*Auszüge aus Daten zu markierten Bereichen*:
────────────────

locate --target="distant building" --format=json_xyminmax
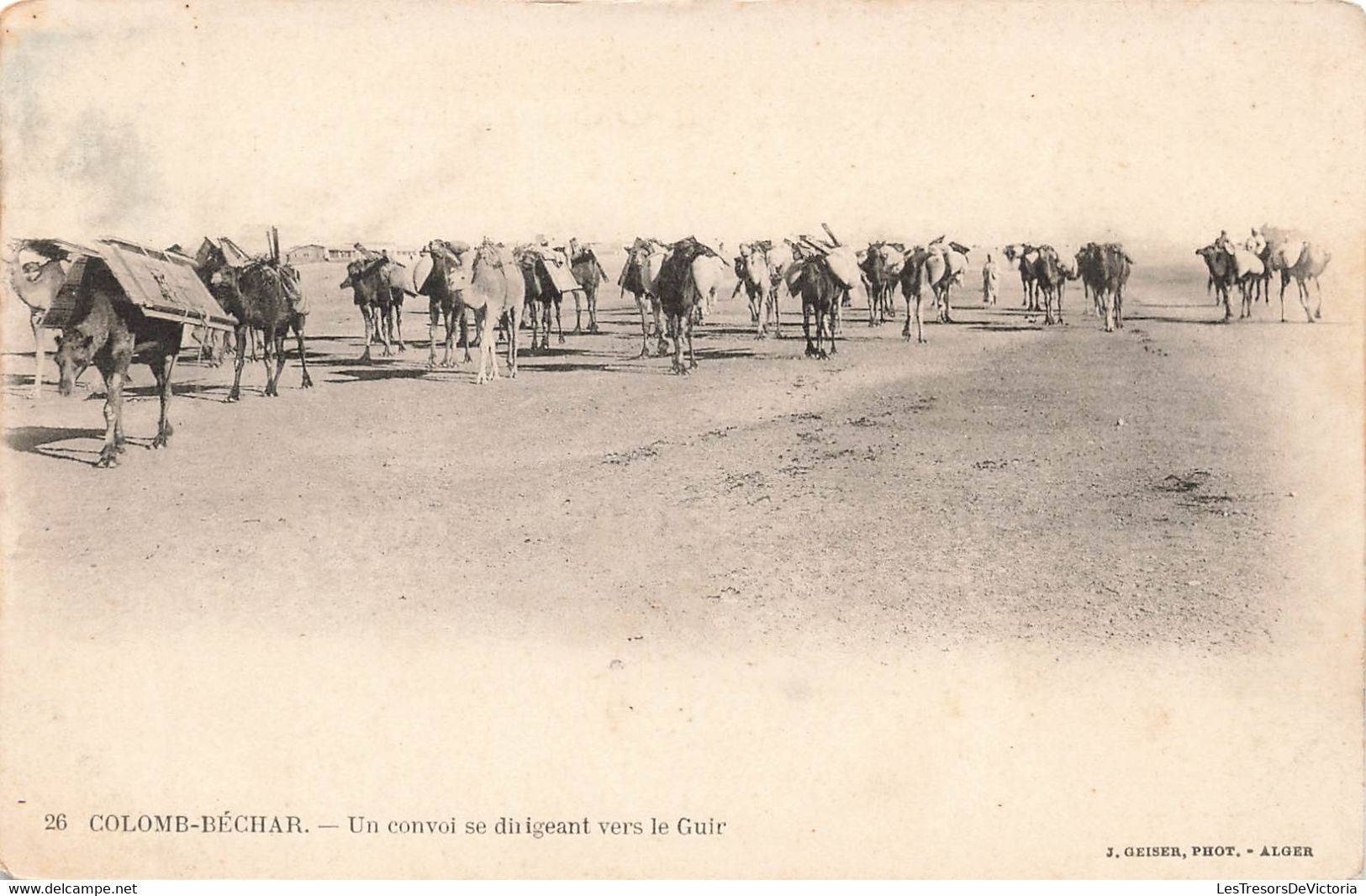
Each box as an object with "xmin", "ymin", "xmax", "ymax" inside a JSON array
[{"xmin": 284, "ymin": 243, "xmax": 328, "ymax": 265}]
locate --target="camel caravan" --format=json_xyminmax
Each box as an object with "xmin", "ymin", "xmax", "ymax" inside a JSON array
[
  {"xmin": 6, "ymin": 224, "xmax": 1331, "ymax": 467},
  {"xmin": 1195, "ymin": 225, "xmax": 1332, "ymax": 324}
]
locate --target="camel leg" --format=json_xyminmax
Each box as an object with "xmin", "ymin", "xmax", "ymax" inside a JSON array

────────────────

*ZIEL*: Suche aus der Auflistung oben jede Zeile heraus, die die Zeichenfolge "target" enthält, und gib diese Zeilen vollständig wieder. Groß- und Kleinschreibung zählt.

*LÖSUNG*:
locate --target="distant building" --format=json_xyminmax
locate --target="camel caravan" --format=json_xyminmax
locate --target="camel leg" --format=json_xyminmax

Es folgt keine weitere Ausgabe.